◆ Task to carry out
Which lines in the entries below contain the string "roof"? Pull out each one in full, and count a line only if the letters match in case.
□ □ □
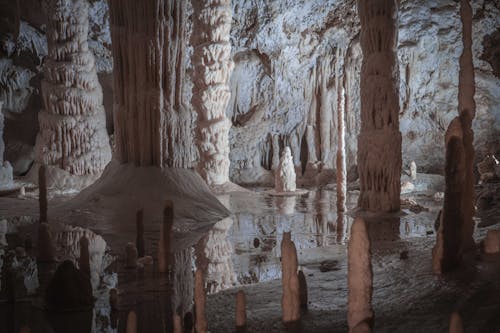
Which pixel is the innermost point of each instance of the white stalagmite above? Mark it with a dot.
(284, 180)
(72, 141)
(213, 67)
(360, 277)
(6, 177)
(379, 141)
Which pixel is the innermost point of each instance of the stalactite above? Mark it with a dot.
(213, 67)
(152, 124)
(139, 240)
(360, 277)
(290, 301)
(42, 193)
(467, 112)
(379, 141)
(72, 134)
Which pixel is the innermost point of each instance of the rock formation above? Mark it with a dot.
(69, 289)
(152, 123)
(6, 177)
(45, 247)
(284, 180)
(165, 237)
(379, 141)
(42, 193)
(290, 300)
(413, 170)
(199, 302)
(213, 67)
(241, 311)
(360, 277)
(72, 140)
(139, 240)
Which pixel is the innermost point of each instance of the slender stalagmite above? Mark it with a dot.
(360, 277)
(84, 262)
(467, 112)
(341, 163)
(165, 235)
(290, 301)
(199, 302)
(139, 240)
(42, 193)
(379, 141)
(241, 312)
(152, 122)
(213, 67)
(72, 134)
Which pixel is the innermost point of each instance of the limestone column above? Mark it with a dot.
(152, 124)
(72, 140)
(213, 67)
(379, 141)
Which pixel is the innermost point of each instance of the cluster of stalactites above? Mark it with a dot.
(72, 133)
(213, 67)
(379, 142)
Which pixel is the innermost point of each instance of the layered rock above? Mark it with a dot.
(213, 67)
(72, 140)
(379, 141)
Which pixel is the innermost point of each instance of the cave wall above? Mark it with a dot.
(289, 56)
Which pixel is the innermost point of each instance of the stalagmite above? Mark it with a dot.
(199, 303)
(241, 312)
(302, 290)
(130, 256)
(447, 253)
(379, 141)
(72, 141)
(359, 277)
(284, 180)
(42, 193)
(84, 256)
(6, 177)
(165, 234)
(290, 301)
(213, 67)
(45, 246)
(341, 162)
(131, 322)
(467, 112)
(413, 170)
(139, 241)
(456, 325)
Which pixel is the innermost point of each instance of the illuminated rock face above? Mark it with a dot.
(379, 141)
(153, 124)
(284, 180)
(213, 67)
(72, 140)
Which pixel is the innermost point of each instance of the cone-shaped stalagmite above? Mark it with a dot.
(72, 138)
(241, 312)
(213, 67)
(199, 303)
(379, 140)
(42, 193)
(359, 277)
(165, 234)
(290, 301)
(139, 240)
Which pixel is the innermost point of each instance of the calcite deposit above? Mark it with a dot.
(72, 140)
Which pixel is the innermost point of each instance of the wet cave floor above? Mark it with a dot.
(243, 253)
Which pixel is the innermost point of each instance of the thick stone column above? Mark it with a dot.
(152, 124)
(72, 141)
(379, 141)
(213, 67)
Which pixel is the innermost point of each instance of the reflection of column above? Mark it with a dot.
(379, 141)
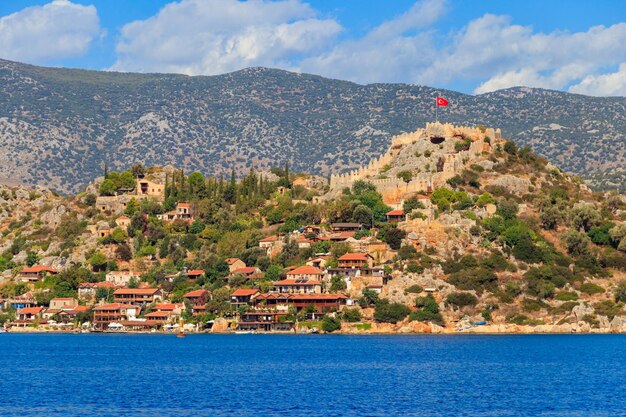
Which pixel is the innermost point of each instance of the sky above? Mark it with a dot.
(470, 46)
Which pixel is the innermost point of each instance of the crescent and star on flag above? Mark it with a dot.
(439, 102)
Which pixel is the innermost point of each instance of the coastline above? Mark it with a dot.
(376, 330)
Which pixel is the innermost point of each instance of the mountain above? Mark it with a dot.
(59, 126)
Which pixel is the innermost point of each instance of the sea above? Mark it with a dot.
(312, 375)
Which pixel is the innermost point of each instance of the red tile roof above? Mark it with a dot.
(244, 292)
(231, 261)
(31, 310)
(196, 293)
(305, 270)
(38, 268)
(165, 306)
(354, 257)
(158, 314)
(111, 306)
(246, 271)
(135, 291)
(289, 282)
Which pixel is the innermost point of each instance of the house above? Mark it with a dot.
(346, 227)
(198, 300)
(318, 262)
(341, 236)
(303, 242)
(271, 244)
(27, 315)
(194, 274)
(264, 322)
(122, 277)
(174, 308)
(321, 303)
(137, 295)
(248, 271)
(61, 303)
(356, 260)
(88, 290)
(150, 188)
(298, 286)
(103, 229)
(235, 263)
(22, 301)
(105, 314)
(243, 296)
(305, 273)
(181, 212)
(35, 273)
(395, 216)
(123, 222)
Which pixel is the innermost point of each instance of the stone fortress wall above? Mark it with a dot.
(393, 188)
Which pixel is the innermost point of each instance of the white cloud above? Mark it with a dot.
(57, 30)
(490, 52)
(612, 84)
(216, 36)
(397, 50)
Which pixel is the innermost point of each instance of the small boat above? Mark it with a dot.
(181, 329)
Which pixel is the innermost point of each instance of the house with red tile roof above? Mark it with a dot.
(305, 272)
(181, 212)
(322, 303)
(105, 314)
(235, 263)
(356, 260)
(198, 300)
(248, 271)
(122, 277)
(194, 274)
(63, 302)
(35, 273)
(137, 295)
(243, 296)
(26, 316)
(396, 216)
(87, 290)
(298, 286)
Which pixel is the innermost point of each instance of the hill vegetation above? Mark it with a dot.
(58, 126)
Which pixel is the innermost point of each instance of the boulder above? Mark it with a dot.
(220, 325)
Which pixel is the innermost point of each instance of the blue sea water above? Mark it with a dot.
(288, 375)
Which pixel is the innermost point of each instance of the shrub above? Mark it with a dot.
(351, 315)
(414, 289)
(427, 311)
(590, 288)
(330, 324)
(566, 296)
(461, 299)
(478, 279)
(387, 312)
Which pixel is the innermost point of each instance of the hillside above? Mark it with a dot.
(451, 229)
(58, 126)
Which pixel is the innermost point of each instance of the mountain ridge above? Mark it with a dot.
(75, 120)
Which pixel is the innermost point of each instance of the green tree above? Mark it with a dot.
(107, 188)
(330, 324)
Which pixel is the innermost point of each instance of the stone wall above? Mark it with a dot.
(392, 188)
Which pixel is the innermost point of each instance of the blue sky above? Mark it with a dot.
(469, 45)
□ □ □
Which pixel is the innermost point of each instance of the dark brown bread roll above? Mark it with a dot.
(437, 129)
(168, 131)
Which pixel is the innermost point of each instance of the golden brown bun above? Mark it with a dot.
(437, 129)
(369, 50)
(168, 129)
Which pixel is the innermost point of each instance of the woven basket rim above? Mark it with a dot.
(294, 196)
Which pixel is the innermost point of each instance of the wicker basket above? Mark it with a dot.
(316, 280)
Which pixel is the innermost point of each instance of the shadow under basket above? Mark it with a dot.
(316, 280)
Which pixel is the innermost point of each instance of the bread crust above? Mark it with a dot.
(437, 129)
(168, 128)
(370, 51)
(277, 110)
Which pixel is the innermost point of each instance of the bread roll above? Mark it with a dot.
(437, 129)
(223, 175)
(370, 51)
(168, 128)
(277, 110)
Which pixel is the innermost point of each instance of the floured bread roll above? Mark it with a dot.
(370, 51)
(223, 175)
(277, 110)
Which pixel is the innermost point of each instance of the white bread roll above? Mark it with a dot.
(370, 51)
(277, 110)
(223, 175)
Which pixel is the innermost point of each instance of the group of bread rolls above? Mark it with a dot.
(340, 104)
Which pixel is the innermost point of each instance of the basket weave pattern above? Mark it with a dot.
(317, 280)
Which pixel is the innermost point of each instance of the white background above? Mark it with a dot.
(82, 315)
□ □ □
◆ Answer to this problem
Which pixel is the innermost point of each instance of the red tile roof above? Mark it with a dot.
Which pixel is the innermost point of each instance of the house with red tile roof above? Mark it with a dot.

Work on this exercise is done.